====== MATERIALE DI LAVORO

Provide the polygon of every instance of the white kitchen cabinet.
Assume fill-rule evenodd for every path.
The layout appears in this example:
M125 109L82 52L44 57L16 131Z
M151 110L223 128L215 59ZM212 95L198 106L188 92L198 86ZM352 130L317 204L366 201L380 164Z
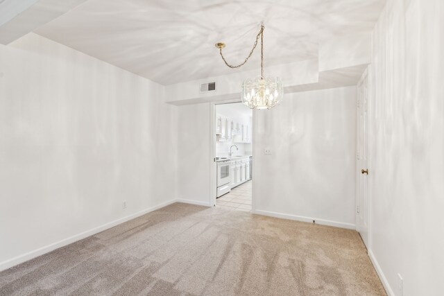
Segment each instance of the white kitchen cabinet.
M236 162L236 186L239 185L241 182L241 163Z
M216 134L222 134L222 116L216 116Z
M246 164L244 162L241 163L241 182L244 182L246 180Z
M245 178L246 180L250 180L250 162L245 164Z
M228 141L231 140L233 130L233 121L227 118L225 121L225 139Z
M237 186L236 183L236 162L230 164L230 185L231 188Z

============
====== MATERIALE DI LAVORO

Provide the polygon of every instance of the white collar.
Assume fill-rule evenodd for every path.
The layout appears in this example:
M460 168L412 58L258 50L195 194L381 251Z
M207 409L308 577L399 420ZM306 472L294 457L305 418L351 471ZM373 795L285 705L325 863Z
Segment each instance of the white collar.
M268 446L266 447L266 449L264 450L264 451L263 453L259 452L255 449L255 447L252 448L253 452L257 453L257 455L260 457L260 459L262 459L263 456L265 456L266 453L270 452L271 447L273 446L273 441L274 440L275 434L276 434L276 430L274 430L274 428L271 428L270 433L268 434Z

============

Riscrivi le voci dalla riga che contiene "Provide the polygon of every instance of the white kitchen" fino a quella che contiene "M216 134L222 134L222 116L216 116Z", entrambe incluse, sostituendo "cabinet" con "cupboard" e lasciando tutto il resto invariato. Non riportare le immagini nella risposta.

## SOLUZIONE PROPOSTA
Provide the polygon of every instance of the white kitchen cupboard.
Assume fill-rule evenodd for every path.
The layout appears in this example:
M125 109L82 52L44 57L16 131Z
M151 110L223 128L215 59ZM212 95L198 106L188 92L198 86ZM352 130L317 204L366 201L380 164Z
Segment each instance of the white kitchen cupboard.
M236 162L236 186L239 185L241 182L241 163Z
M216 134L222 134L222 116L216 116Z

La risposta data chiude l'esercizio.